**Your objective**
In the listing beneath this line, copy exactly the lines starting with the one containing "Query: dog's tail" and going on through the one containing "the white dog in this photo.".

**Dataset excerpts**

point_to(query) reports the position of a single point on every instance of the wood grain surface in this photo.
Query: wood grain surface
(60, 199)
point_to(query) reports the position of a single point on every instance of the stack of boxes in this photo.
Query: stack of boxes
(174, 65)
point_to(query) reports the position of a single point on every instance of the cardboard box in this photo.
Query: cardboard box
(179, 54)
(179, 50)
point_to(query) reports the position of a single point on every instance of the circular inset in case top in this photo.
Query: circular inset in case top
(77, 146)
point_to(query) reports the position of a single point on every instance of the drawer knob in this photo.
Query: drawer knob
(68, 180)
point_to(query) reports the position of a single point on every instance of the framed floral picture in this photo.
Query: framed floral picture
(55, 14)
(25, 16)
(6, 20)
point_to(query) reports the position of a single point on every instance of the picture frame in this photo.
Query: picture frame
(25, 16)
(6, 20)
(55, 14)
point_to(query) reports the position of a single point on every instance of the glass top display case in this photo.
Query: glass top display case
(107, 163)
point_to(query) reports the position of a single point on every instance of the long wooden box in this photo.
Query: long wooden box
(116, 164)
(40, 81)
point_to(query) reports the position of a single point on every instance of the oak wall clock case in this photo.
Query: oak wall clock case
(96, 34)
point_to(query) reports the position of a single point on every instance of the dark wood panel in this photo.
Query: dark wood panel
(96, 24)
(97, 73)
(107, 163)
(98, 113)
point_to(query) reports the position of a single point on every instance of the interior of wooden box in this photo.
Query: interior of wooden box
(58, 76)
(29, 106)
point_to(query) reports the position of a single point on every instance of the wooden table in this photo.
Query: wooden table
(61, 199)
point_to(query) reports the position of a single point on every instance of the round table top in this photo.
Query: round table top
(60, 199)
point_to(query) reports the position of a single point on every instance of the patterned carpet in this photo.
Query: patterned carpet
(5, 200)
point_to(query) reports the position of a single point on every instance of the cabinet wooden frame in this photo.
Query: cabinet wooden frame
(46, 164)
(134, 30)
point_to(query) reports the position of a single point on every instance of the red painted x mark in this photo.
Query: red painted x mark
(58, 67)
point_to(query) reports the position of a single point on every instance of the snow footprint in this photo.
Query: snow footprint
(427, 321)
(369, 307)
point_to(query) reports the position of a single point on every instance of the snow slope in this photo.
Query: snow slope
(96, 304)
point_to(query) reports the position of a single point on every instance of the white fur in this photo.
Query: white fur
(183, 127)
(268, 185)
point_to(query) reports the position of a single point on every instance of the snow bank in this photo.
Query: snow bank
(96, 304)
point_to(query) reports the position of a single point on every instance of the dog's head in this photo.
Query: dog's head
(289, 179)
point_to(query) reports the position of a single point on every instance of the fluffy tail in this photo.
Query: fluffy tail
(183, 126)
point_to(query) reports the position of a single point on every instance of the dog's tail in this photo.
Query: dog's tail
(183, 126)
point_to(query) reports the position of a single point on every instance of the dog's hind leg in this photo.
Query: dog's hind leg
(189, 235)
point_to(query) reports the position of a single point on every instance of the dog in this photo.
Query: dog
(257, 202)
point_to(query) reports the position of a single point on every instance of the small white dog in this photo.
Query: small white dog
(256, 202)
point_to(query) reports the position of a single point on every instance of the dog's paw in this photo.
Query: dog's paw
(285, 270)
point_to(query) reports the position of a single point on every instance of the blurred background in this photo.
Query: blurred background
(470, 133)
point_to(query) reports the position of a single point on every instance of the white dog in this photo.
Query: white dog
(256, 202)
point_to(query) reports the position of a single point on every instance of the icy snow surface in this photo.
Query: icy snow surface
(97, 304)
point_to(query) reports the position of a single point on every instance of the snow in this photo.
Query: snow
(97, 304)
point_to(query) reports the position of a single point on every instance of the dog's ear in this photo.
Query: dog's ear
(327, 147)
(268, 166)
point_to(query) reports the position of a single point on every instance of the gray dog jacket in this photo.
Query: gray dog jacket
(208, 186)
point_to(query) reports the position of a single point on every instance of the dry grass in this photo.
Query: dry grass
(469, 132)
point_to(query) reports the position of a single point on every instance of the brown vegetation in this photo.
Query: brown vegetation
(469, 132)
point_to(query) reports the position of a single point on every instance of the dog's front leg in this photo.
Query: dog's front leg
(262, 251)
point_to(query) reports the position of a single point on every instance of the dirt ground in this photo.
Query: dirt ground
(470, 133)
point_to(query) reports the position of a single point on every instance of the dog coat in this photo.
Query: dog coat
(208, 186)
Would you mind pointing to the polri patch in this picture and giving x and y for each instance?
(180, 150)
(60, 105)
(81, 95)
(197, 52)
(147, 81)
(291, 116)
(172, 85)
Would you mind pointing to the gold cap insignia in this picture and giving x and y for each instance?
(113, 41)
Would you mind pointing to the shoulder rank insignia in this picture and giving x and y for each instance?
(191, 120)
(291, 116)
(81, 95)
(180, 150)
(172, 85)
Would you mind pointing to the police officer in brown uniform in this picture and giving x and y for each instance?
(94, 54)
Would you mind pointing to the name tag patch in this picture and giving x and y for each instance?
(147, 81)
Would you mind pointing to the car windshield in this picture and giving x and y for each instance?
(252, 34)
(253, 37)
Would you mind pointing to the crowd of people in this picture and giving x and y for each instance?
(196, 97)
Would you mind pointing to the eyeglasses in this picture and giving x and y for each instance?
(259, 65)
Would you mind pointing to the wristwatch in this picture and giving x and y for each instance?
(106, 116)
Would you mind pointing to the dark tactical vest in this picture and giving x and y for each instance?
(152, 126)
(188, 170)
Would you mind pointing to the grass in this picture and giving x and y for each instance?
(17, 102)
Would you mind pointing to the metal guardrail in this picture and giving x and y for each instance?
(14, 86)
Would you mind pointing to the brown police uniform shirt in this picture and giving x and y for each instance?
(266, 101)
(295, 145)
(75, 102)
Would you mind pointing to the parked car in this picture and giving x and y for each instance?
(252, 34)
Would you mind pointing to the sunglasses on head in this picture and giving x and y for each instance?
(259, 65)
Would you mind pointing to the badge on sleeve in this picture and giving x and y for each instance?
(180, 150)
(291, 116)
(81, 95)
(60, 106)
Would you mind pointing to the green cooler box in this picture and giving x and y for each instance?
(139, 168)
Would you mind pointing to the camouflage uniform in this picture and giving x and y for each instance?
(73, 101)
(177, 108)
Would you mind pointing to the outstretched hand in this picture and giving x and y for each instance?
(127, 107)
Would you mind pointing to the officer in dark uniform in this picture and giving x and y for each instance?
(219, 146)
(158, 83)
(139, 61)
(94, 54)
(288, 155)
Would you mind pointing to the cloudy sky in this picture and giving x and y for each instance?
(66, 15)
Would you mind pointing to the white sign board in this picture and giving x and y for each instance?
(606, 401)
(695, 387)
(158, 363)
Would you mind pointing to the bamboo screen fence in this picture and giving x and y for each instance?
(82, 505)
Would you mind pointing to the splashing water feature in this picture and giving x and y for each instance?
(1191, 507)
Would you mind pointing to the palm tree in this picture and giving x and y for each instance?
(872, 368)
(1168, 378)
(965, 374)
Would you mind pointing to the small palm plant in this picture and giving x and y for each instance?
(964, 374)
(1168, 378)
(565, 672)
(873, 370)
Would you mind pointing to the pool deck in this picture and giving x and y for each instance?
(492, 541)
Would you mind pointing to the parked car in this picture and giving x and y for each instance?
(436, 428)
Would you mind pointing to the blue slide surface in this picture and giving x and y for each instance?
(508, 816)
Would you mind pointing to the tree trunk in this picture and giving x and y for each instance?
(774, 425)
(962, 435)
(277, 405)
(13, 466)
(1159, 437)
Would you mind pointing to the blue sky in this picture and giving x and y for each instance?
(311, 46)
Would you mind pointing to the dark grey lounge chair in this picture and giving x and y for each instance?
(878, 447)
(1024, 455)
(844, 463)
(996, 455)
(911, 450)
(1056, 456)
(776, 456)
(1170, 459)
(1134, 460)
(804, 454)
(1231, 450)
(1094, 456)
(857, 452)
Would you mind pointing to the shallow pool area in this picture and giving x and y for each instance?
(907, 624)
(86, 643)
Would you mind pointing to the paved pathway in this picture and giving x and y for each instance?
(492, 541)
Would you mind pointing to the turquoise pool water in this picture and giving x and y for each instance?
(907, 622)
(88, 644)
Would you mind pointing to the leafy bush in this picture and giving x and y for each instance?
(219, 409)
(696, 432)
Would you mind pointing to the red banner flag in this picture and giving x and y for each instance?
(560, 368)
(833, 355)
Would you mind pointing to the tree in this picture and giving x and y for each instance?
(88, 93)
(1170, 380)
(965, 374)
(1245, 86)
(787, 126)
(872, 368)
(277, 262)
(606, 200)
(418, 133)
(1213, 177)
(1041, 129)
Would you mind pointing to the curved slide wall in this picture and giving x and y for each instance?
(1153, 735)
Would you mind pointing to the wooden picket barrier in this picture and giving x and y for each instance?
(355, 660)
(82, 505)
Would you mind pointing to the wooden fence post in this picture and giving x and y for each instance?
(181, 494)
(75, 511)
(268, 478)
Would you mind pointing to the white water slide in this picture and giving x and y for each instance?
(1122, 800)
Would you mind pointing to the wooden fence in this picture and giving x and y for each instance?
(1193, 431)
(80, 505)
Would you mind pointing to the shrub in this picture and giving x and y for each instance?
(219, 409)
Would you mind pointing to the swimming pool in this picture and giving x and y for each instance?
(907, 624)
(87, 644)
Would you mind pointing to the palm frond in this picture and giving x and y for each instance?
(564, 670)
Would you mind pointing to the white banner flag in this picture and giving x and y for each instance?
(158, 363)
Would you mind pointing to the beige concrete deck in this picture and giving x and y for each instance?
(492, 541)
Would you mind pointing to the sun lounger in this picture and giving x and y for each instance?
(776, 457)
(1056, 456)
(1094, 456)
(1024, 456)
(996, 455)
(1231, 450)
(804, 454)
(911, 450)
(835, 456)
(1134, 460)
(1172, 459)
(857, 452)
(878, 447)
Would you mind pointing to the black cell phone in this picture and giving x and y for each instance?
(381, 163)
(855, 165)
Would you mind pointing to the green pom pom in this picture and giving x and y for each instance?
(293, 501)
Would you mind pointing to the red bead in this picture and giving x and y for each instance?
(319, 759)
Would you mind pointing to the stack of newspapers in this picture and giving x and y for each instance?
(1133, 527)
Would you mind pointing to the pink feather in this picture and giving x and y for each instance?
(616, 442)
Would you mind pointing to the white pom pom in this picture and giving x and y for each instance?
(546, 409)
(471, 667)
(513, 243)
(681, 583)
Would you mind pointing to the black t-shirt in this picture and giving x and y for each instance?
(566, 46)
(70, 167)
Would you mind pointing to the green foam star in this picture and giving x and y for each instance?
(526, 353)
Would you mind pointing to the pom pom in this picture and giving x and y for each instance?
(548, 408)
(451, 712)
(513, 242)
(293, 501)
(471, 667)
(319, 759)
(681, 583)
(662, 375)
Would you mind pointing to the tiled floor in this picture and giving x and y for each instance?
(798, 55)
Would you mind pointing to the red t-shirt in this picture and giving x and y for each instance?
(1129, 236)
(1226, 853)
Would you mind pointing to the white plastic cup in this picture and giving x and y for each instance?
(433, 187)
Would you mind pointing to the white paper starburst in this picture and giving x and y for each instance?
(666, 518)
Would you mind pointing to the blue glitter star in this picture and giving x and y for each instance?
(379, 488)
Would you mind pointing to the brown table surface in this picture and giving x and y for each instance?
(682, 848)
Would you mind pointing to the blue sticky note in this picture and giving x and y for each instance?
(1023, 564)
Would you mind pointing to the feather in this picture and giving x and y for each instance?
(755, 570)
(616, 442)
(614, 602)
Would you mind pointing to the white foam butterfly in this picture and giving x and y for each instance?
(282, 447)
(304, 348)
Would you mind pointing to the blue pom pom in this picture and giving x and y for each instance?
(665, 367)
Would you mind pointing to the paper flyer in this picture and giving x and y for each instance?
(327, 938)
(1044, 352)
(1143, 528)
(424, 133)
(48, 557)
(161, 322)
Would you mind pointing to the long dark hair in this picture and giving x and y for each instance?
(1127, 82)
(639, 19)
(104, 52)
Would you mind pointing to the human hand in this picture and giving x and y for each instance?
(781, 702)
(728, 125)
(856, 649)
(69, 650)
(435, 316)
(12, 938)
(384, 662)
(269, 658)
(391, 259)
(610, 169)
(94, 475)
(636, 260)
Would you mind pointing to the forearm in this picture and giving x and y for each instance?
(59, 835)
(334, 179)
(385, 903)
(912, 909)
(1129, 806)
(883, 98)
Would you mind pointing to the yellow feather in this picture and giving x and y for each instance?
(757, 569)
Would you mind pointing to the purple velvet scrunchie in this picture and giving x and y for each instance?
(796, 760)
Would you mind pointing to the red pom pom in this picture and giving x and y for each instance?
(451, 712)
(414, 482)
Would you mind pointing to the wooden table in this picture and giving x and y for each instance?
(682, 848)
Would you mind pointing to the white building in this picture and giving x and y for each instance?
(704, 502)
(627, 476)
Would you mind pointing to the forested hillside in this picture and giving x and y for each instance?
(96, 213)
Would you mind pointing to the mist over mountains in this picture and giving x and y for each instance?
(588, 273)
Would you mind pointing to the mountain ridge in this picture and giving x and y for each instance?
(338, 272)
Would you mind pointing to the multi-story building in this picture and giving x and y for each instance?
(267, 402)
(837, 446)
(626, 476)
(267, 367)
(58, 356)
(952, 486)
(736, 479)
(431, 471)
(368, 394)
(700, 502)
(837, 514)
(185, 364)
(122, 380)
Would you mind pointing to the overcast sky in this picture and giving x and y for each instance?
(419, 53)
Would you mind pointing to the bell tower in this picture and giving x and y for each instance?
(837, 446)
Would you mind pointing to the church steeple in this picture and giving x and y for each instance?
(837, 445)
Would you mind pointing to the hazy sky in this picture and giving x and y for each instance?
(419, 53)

**Task response**
Query: dog's tail
(183, 126)
point_to(query) reports the position of a single point on every instance of the dog's hind leg in this photo.
Query: dog's hind leg
(189, 235)
point_to(query) reports the position of a single point on every instance of the dog in this photo.
Query: dog
(257, 202)
point_to(query) reports the position of a single point on every instance of the small white dog in this photo.
Query: small white dog
(256, 202)
point_to(query) reports the position of a single point on every instance of the dog's paw in this photo.
Query: dog's paw
(285, 270)
point_to(query) reports the position of a single point on every instance of the blurred background in this photo.
Query: blurred background
(470, 133)
point_to(query) reports the position of a single point on every instance of the white dog in this photo.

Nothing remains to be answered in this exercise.